## TEXT BLOCK
───

Within 2 by Ted Grussing

Above: amazing aerial view of Sycamore Canyon by Sedona photographer Ted Grussing. See the slide show below for more of Ted's amazing views of the Sycamore Canyon Wilderness.

A Stunning Taste of Nature

by Sedona Author and Conservationist Jim Bishop

Daydreaming comes easy in the Southwest’s vastness of rivers, mountains, and canyons 16th century Spanish explorers called the Northern Mystery. Four hundred years later, author Ed Abbey dubbed it “The Dreamland” where mysterious canyons are as deep as four Empire State buildings and as wide from rim to rim as Manhattan is long—and where beauty strains credulity. For today’s visitors to Sedona, and the Verde Valley, marvelous opportunities are still as numerous as stars in a summer sky. So very free are visitors to roam and to experience mysterious places that will take them beyond themselves. One such place is Sycamore Canyon—so near and so old.

For a truly spellbinding view of the vanished past of nature undisturbed, then seek out the Sycamore Canyon Wilderness. As the crow flies, it is located 15 miles west of Oak Creek Canyon or 10 miles from Clarkdale on Forest Road 161 near the Tuzigoot National Monument. But do not look for it in your guidebook. It is probably not there. What is also not there are those 56,000 acres—paved roads, developed campgrounds, vehicles, bikes, and visitor centers. To visitors it might sound seriously uninviting. But wait! To all it is a twisting slash in the earth 21 miles long, and up to seven miles wide, but there is more. To renowned wilderness guide, Bennie Benedict, it truly is a backcountry paradise. Said he, “While hiking down in this amazing place one is compelled to become more introspective. The farther one goes, drinking cool creek water and nibbling on watercress, the other one is no longer a singular human being but part of the rock and the water itself.”

By any measure, it is an uncommon place. What few realize, except for some anthropologists, is that this mysterious canyon is one of the last time capsules remaining in North America. In many other places, the environment has been altered to such a degree that it is no longer possible to experience any powerful sense of engagement with the landscape. Truth be told, Sycamore Canyon has been spared. Countless birds and animals thrive, their wild, natural world is unchanged. This summer, golden eagles and red-tailed hawks soar, thanks to unpredictable wind currents in the canyons, while black bear, mountain lions, elk, and deer reign as always.

At twilight, the silence can be almost deafening. Only the singing, chilly green waters and the occasional shriek of a great blue heron interrupt the calm. Spirits of ancient peoples make no sound, yet hikers—locals like me—have felt their presence.

───

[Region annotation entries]
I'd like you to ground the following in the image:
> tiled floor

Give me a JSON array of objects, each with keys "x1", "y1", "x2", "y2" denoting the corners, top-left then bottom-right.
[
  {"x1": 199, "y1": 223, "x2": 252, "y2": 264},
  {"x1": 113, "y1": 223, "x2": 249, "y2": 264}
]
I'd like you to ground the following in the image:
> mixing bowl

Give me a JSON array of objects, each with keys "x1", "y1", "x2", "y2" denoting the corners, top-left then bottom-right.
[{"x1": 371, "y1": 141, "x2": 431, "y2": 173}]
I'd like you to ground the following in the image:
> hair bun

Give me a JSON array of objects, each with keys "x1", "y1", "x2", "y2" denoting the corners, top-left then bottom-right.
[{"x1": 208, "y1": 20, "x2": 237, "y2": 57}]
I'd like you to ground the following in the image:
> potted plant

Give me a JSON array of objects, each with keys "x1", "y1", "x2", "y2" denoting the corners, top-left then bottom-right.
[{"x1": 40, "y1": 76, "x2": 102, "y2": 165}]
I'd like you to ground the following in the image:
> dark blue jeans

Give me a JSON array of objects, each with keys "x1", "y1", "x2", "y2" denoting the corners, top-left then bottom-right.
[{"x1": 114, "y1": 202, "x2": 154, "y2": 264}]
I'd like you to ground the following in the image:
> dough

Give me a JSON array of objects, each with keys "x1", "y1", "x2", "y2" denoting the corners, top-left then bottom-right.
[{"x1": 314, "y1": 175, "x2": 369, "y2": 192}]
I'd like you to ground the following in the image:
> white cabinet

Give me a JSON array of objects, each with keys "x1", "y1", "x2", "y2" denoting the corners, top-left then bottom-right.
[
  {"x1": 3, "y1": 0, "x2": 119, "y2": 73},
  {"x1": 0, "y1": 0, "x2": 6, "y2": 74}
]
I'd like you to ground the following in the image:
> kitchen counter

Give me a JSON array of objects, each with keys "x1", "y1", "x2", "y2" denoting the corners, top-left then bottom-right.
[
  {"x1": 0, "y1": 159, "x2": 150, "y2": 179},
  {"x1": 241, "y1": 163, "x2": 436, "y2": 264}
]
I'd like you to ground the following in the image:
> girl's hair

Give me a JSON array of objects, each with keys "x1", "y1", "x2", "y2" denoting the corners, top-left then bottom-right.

───

## PROBLEMS TO WORK ON
1. According to the Sycamore Canyon text, how long is the canyon?
2. Extend the Sycamore Canyon text, picking up after its final sentence.

## ANSWERS GIVEN
1. It is 21 miles long.

2.
"Archeologists tell of finding small animal figures constructed of split willow twigs, magical talismans utilized by the first hunter-gatherers to ensure successful hunts 3,000 to 4,000 years ago," asserts Flagstaff-based Peter Pilles, senior archaeologist for the Coconino National Forest, one of three national forests with jurisdiction at Sycamore Canyon.

Who were the first inhabitants?

What Pilles and other scientists postulate is that the canyon’s first inhabitants can be traced to the Dry Creek Phase, which lasted from 8,000 B.C. to the early years of the first century. Evidence suggests civilization enjoyed a golden age in this area, between A.D. 700 and 1000, when sophisticated dwellings were built in shallow caves carved into the canyon’s steep cliffs. By then small bands of Hohokam came from hundreds of miles south, looking for salt, argillite, and copper for trade. This new market, says Pilles, after years of study, stimulated development and sophistication of the resident Sinagua population. They accepted a new way of life, an agricultural and trade-based economy, to augment their hunting and gathering ways.

Now as then, Sycamore Canyon is an excellent place to gather wild plants and then to make stone tools. In the early days, they hunted elephants and camels. Hikers today will find many of the same plants—prickly poppies, sacred Datura, baby white aster, golden peavine and the golden columbine—but the elephants and camels now exist only in fable and fossil. As for birds then as now, reports Dena Greenwood manager of Jay’s Bird Barn in West Sedona, “the canyon is on a major migratory route from up on the rim down to the creek...I go down often to celebrate Summer Tanagers, Belted Kingfishers, Flycatchers, and Scott’s Orioles, so rich to be in there”.

Today as in yesteryear, citizens are intrigued by rumors of a ruin called Hidden House, a four-room cliff dwelling located in a shallow cave in the east-face of the canyon, near the junction of Sycamore Creek and the Verde River. Before it was plundered in the 1930s, mummified remains were found, along with an assortment of weapons, tools and functional art, such as woven baskets. The ruin, which people are still trying to find, overlooks a place where the canyon widens out to provide farmland upon which groups of women and children harvested agave in the spring when plants were sweetest and contained the most nutrients. New stalks, juicy with sap, were eaten on the spot. Using large stone flakes, they cut the spike plant away from its root until it resembled a large artichoke. Then the leaves were trimmed away and the plants were baked in a large fire pit, covered with a thick mound of grass and dirt until done.

For reasons that remain murky, the canyon and the Verde Valley appear to have been abandoned by A.D. 1425, despite the fact that there was abundant soil, animal life, and water that should have ensured survival under any condition. Nonetheless, they left, leaving a cultural system 600 years in the making—and one year before the Spanish explorers entered Arizona.

Why did they leave?

Did they become Hopi to the north?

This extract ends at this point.